== Dados apresentados
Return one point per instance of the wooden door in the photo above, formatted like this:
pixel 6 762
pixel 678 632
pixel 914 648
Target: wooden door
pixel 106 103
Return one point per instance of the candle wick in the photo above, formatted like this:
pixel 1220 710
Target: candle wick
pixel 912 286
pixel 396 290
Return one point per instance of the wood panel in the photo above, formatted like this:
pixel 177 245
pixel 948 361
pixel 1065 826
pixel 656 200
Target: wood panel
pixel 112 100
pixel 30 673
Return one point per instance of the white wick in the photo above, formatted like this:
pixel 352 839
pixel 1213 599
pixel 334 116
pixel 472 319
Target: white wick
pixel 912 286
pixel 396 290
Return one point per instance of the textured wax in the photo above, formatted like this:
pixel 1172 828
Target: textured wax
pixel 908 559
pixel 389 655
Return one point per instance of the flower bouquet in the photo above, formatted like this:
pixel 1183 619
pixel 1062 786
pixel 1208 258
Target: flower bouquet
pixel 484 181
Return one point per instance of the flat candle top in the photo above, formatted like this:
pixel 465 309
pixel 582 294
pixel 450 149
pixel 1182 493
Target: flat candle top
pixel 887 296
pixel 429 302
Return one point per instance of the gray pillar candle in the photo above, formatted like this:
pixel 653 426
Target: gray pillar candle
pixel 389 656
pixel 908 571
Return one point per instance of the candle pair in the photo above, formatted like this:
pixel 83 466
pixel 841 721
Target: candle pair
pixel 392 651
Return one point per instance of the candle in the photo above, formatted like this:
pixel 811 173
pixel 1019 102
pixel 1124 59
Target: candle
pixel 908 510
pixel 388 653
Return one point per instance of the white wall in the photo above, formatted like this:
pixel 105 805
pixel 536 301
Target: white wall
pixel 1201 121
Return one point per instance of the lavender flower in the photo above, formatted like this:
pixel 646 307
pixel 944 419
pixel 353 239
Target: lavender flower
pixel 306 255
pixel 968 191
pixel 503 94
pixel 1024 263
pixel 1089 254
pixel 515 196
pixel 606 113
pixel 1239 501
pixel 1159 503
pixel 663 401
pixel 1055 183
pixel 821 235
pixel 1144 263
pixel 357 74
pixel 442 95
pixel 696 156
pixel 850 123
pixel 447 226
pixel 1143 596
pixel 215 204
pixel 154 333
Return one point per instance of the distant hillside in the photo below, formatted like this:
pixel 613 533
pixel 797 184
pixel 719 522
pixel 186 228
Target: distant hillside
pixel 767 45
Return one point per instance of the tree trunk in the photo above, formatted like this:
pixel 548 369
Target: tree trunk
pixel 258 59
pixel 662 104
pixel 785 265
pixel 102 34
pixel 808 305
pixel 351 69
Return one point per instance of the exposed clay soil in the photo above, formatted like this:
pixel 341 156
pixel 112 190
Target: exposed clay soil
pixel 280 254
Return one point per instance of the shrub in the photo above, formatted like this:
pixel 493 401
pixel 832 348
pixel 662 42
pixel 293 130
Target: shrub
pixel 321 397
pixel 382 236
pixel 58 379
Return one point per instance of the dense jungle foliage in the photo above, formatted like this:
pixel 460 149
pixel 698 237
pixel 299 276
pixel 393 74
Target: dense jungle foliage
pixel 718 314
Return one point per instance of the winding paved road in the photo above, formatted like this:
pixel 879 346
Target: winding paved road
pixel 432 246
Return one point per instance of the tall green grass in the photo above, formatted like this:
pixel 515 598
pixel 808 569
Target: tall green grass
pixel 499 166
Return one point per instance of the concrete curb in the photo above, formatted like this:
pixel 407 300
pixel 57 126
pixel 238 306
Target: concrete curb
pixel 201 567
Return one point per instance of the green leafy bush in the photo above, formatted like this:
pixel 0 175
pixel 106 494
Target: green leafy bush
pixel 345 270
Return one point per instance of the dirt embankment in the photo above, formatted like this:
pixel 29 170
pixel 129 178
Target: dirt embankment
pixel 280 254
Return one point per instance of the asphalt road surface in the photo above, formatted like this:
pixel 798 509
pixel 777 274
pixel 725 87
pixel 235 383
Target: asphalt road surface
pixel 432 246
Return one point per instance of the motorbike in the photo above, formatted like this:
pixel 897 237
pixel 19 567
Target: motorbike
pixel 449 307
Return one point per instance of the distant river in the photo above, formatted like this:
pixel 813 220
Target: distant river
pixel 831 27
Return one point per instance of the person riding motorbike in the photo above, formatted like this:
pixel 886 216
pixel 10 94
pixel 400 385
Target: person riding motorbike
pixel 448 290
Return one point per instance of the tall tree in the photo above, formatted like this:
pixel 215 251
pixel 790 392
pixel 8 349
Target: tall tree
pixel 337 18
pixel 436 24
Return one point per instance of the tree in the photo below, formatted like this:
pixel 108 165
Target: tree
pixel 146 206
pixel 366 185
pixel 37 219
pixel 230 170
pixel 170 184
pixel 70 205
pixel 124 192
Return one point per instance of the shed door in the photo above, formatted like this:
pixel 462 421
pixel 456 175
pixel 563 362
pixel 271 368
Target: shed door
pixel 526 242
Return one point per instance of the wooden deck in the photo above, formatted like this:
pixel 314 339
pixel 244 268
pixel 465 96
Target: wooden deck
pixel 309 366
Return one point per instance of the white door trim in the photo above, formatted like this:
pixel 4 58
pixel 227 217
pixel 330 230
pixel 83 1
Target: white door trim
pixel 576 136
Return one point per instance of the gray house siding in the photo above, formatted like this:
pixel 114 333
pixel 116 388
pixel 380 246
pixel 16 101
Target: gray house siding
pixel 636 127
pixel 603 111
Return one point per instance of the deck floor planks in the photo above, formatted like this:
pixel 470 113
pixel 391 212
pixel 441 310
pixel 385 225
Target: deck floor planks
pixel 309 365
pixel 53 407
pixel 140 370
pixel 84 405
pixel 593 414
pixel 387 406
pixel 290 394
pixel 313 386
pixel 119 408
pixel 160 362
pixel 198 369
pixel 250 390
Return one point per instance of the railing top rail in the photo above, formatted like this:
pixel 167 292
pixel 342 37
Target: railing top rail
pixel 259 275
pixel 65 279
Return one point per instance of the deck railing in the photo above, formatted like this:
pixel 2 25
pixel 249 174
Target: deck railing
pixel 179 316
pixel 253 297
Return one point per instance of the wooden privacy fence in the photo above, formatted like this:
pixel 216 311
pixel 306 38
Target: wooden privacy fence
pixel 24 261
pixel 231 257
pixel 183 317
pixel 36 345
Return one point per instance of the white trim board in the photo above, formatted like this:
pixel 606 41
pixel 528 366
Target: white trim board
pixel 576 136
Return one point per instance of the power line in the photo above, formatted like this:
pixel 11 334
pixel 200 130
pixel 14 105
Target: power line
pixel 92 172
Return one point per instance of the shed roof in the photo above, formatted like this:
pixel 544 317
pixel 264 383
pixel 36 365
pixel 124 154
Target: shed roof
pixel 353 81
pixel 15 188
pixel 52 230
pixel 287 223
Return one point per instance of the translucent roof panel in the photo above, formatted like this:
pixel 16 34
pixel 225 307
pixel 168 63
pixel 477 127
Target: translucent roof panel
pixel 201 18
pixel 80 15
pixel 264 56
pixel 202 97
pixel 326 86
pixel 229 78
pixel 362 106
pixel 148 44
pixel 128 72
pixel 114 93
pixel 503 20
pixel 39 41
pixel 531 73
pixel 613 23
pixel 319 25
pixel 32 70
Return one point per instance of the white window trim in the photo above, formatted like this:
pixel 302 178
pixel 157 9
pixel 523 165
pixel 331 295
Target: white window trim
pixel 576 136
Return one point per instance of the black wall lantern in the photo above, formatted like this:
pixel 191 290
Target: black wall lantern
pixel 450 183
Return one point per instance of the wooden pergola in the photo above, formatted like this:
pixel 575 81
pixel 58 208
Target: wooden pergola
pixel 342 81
====
- _Problema proposto_: Transcreva integralmente a listagem acima, mantendo cada linha idêntica à original.

- _Solução do exercício_:
Return one point per instance of the wooden door in the photo above, formatted like this:
pixel 6 762
pixel 678 632
pixel 914 648
Target: wooden door
pixel 106 103
Return one point per instance of the candle wick in the photo above, formatted like this:
pixel 1220 710
Target: candle wick
pixel 912 286
pixel 396 290
Return one point per instance of the wood panel in the photo above, formatted like this:
pixel 177 245
pixel 948 361
pixel 1065 826
pixel 656 200
Target: wood panel
pixel 112 100
pixel 30 673
Return one point per instance of the white wick in the photo above, formatted like this:
pixel 352 839
pixel 1213 599
pixel 334 116
pixel 472 319
Target: white wick
pixel 912 286
pixel 396 290
Return one point per instance of the textured wax in the photo above, formatted like this:
pixel 1172 828
Target: textured wax
pixel 908 559
pixel 389 655
Return one point per instance of the flower bouquet in the photo above, formatted like this:
pixel 1183 619
pixel 1062 786
pixel 1208 258
Target: flower bouquet
pixel 484 181
Return one point per instance of the flat candle top in the photo above, formatted like this:
pixel 465 309
pixel 582 294
pixel 450 149
pixel 1182 493
Target: flat candle top
pixel 887 296
pixel 429 302
Return one point per instance of the gray pillar candle in the photo above, formatted like this:
pixel 653 426
Target: gray pillar candle
pixel 389 656
pixel 908 571
Return one point per instance of the candle pair in the photo above, formatted like this:
pixel 83 466
pixel 841 721
Target: candle pair
pixel 392 651
Return one point per instance of the candle in the photo above, formatted like this:
pixel 811 173
pixel 1019 102
pixel 1124 59
Target: candle
pixel 908 510
pixel 388 653
Return one point per instance of the white wall in the photo above, formatted like this:
pixel 105 805
pixel 536 301
Target: white wall
pixel 1201 121
Return one point per instance of the lavender flower in the photo above, formatted like this:
pixel 646 307
pixel 944 419
pixel 353 239
Target: lavender flower
pixel 306 255
pixel 968 191
pixel 503 94
pixel 1024 263
pixel 1089 254
pixel 515 196
pixel 606 113
pixel 1239 501
pixel 1159 503
pixel 663 401
pixel 1055 183
pixel 821 235
pixel 1144 263
pixel 357 74
pixel 442 95
pixel 696 156
pixel 850 123
pixel 447 226
pixel 1143 596
pixel 215 204
pixel 154 333
Return one point per instance of the distant hillside in the photo below, formatted like this:
pixel 613 533
pixel 797 184
pixel 719 522
pixel 186 228
Target: distant hillside
pixel 767 45
Return one point per instance of the tree trunk in the photo above, formatted like this:
pixel 548 369
Target: tree trunk
pixel 258 59
pixel 662 104
pixel 785 265
pixel 102 34
pixel 808 305
pixel 351 69
Return one point per instance of the exposed clay soil in the photo above, formatted like this:
pixel 341 156
pixel 112 190
Target: exposed clay soil
pixel 280 254
Return one point per instance of the shrub in the photo above, formatted like this:
pixel 493 401
pixel 832 348
pixel 662 42
pixel 293 130
Target: shrub
pixel 321 397
pixel 382 236
pixel 58 379
Return one point per instance of the dense jungle foliage in the photo above, formatted like this:
pixel 460 149
pixel 698 237
pixel 299 276
pixel 393 74
Target: dense jungle foliage
pixel 718 314
Return one point per instance of the winding paved road in the photo above, formatted like this:
pixel 879 346
Target: winding paved road
pixel 432 246
Return one point per instance of the tall green grass in the photo above, formatted like this:
pixel 515 598
pixel 808 569
Target: tall green grass
pixel 499 166
Return one point per instance of the concrete curb in the photo above, formatted like this:
pixel 407 300
pixel 57 126
pixel 238 306
Target: concrete curb
pixel 201 567
Return one point per instance of the green leafy bush in the photo above, formatted like this:
pixel 0 175
pixel 106 494
Target: green leafy bush
pixel 345 270
Return one point per instance of the dirt embankment in the photo above, formatted like this:
pixel 29 170
pixel 129 178
Target: dirt embankment
pixel 280 254
Return one point per instance of the asphalt road surface in the photo above, formatted like this:
pixel 798 509
pixel 777 274
pixel 725 87
pixel 235 383
Target: asphalt road surface
pixel 432 246
Return one point per instance of the motorbike in the photo above, formatted like this:
pixel 897 237
pixel 19 567
Target: motorbike
pixel 449 307
Return one point per instance of the distant river in the photo above, formatted like this:
pixel 813 220
Target: distant river
pixel 831 27
Return one point per instance of the person riding motorbike in the photo above, formatted like this:
pixel 886 216
pixel 10 94
pixel 400 385
Target: person riding motorbike
pixel 448 290
Return one point per instance of the tall tree in the photo above, formatted like this:
pixel 215 251
pixel 790 392
pixel 8 349
Target: tall tree
pixel 337 18
pixel 436 24
Return one point per instance of the tree in the photo below, formatted like this:
pixel 108 165
Target: tree
pixel 146 206
pixel 366 185
pixel 37 219
pixel 230 170
pixel 170 184
pixel 70 205
pixel 124 192
Return one point per instance of the shed door in the photo above, formatted like this:
pixel 462 421
pixel 456 175
pixel 563 362
pixel 271 368
Target: shed door
pixel 526 242
Return one point per instance of the wooden deck in the photo above, formatted like this:
pixel 314 339
pixel 244 268
pixel 465 96
Target: wooden deck
pixel 309 366
Return one point per instance of the white door trim in the photo above, formatted like this:
pixel 4 58
pixel 227 217
pixel 330 230
pixel 83 1
Target: white door trim
pixel 576 136
Return one point per instance of the gray house siding in the photo above, formatted like this:
pixel 114 333
pixel 116 388
pixel 380 246
pixel 16 101
Target: gray house siding
pixel 636 127
pixel 603 111
Return one point per instance of the deck floor planks in the photo above, formatted like this:
pixel 470 113
pixel 391 212
pixel 441 310
pixel 385 225
Target: deck floor planks
pixel 309 365
pixel 53 407
pixel 140 370
pixel 84 405
pixel 593 414
pixel 387 406
pixel 290 394
pixel 313 386
pixel 119 408
pixel 160 362
pixel 198 369
pixel 250 390
Return one point per instance of the railing top rail in the photo above, formatted like this:
pixel 167 292
pixel 342 37
Target: railing top rail
pixel 259 275
pixel 65 279
Return one point per instance of the deck railing in the photo above, formatted like this:
pixel 2 25
pixel 249 174
Target: deck railing
pixel 179 316
pixel 253 297
Return one point per instance of the wooden privacy fence in the photo above, formatted like this:
pixel 216 311
pixel 306 38
Target: wooden privacy fence
pixel 24 261
pixel 231 257
pixel 183 317
pixel 36 345
Return one point per instance of the white trim board in the photo above, formatted like this:
pixel 606 41
pixel 528 366
Target: white trim board
pixel 576 136
Return one point per instance of the power line in the photo above, formatted like this:
pixel 11 334
pixel 200 130
pixel 14 105
Target: power line
pixel 92 172
Return one point per instance of the shed roof in the photo above, formatted like this:
pixel 544 317
pixel 264 383
pixel 36 365
pixel 124 154
Target: shed roof
pixel 353 81
pixel 15 188
pixel 52 230
pixel 287 223
Return one point per instance of the translucent roof panel in the photo above, formatted like this:
pixel 16 34
pixel 225 307
pixel 168 63
pixel 477 127
Target: translucent roof panel
pixel 201 18
pixel 80 15
pixel 264 56
pixel 202 97
pixel 326 86
pixel 229 78
pixel 362 106
pixel 148 44
pixel 128 72
pixel 114 93
pixel 503 20
pixel 39 41
pixel 531 73
pixel 613 23
pixel 319 25
pixel 32 70
Return one point per instance of the white window trim in the photo above, formatted like this:
pixel 302 178
pixel 157 9
pixel 523 165
pixel 331 295
Target: white window trim
pixel 576 136
Return one point per instance of the black wall lantern in the photo above, formatted like this:
pixel 191 290
Target: black wall lantern
pixel 450 183
Return one point per instance of the wooden pergola in the photo above, formatted like this:
pixel 575 81
pixel 58 208
Target: wooden pergola
pixel 342 81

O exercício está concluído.